* **SET OF TASKS**:
1. Answer these questions about the passage on Glover's rescue:
(a) Who led the hundred citizens who came to Milwaukee by steamship?
(b) What did the abolitionists use to break down the jail door?
(c) Where did the rescuers first hide Glover?
2. Revise the passage on Glover's rescue, starting at the words "They took Glover" and ending after "Canada and freedom.". Replace "buggy" with "wagon".

* **QUOTED PASSAGE**:

★ ★ ★ ★ ★ ★ ★

Alby ensured that word spread quickly of Glover’s capture and though the slave-catchers took two wagons on obscure routes to avoid the abolitionists, opposition quickly mounted. Sherman Booth, a leader of the abolitionists and editor of a newspaper in Milwaukee, sounded the alarm. After three to five thousand people gathered at the county courthouse and jail for most of Saturday, a hundred citizens led by the sheriff of Racine, Timothy Morris, arrived in Milwaukee by steamship with a warrant for the arrest of the U.S. Marshal and the slave catcher. He was ignored. So on March 11, abolitionists, including one Rycroft, grabbed a large beam from a nearby St. Johns Cathedral construction site and broke down the jail door.
They took Glover by buggy to Prairieville (now known as Waukesha) where they hid him. Chauncey C. Olin, a driver on the Underground Railroad, then took him through Rochester back to Racine and left him with Rev. M.P. Kinney, another station on the railway. From there, Glover traveled to Spring Prairie near Burlington for several weeks until transport was found, and then they returned him to Racine and put him on the ship to Canada and freedom.

★ ★ ★ ★ ★ ★ ★

* **Collected data entries**:
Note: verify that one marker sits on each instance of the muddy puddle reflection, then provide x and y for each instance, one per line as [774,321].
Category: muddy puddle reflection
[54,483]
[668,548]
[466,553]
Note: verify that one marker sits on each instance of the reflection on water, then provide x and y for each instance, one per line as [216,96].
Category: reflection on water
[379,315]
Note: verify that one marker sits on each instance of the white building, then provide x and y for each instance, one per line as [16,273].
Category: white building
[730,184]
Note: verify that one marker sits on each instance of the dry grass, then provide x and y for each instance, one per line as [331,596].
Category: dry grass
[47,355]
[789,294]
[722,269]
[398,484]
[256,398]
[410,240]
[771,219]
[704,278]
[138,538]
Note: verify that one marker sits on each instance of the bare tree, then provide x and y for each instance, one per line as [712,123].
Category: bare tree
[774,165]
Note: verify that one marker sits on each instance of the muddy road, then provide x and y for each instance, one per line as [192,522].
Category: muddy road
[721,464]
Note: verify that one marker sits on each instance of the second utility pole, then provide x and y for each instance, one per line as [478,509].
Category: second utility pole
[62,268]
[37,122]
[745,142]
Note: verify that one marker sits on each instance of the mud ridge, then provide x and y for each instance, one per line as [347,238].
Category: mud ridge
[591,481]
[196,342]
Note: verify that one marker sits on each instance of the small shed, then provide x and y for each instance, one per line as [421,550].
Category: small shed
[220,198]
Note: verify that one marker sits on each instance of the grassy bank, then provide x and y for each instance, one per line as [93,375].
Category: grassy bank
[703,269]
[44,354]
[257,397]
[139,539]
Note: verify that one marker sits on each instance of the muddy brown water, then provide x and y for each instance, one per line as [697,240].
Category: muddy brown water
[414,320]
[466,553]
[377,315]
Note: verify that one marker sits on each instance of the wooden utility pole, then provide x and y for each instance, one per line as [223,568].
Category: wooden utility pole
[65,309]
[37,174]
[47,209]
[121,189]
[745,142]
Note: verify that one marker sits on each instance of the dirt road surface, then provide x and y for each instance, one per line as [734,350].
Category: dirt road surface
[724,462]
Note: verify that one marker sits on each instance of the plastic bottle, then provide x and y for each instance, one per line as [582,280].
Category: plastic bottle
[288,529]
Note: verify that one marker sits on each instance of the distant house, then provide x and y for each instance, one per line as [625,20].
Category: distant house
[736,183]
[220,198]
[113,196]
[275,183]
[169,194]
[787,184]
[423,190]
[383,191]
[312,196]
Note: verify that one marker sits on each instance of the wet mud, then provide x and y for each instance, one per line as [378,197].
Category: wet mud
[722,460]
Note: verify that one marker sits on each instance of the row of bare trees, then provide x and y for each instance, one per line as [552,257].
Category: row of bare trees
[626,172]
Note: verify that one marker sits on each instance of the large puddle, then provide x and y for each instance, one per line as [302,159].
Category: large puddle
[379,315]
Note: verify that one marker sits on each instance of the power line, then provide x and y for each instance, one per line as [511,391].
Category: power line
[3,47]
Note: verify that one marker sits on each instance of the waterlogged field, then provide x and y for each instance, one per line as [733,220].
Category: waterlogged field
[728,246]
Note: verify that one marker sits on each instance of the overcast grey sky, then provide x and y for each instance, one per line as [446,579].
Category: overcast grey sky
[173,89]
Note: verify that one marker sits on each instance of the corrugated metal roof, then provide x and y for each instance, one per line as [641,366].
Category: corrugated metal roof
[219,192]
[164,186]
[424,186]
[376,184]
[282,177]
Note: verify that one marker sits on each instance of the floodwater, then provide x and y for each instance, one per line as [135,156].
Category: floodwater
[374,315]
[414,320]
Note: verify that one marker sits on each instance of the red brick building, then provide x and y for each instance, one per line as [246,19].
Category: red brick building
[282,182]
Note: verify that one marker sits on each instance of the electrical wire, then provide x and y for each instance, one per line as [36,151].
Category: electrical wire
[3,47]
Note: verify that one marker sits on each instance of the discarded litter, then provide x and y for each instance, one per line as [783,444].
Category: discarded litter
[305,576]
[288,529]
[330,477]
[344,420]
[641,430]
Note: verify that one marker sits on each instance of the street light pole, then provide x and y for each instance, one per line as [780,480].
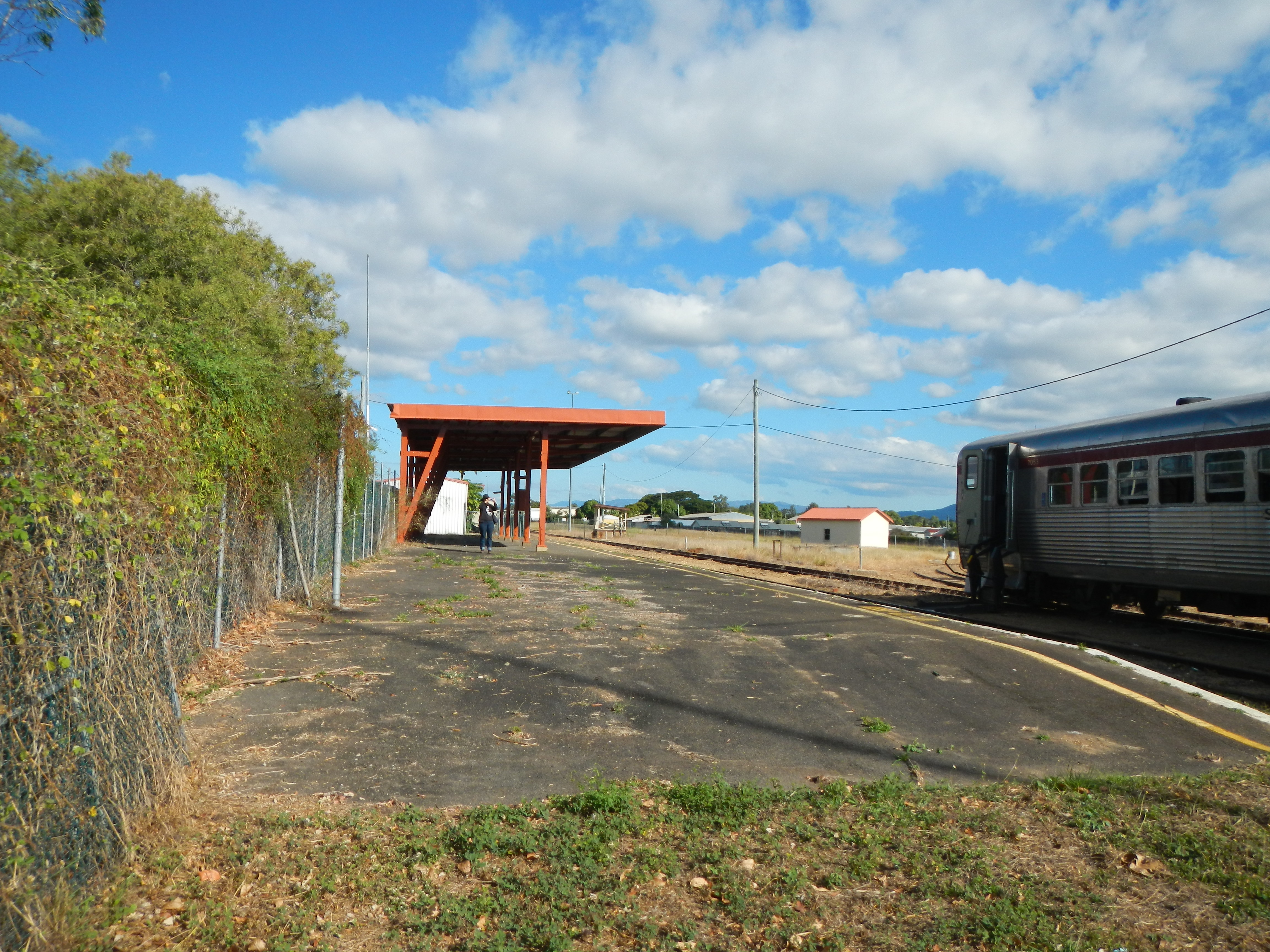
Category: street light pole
[756,464]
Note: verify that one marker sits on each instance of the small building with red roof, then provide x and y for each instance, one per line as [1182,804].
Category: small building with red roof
[845,526]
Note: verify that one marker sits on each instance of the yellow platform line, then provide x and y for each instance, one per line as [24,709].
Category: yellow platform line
[901,615]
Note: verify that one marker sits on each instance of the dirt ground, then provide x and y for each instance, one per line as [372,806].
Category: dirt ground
[458,680]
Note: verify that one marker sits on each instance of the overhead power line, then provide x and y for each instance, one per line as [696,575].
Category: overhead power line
[859,450]
[1022,390]
[647,479]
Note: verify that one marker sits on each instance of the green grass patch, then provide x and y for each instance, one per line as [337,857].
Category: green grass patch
[662,866]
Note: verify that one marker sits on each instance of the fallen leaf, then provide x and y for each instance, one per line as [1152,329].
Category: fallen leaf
[1143,865]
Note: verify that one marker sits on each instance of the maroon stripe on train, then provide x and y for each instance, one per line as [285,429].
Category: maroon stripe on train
[1160,447]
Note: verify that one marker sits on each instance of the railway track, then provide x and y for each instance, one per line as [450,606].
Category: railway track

★ ★ ★ ★ ★ ★ ★

* **ANSWERS BY TASK**:
1.
(a) Timothy Morris, the sheriff of Racine.
(b) A large beam from a nearby St. Johns Cathedral construction site.
(c) In Prairieville, now known as Waukesha.

2.
They took Glover by wagon to Prairieville (now known as Waukesha) where they hid him. Chauncey C. Olin, a driver on the Underground Railroad, then took him through Rochester back to Racine and left him with Rev. M.P. Kinney, another station on the railway. From there, Glover traveled to Spring Prairie near Burlington for several weeks until transport was found, and then they returned him to Racine and put him on the ship to Canada and freedom.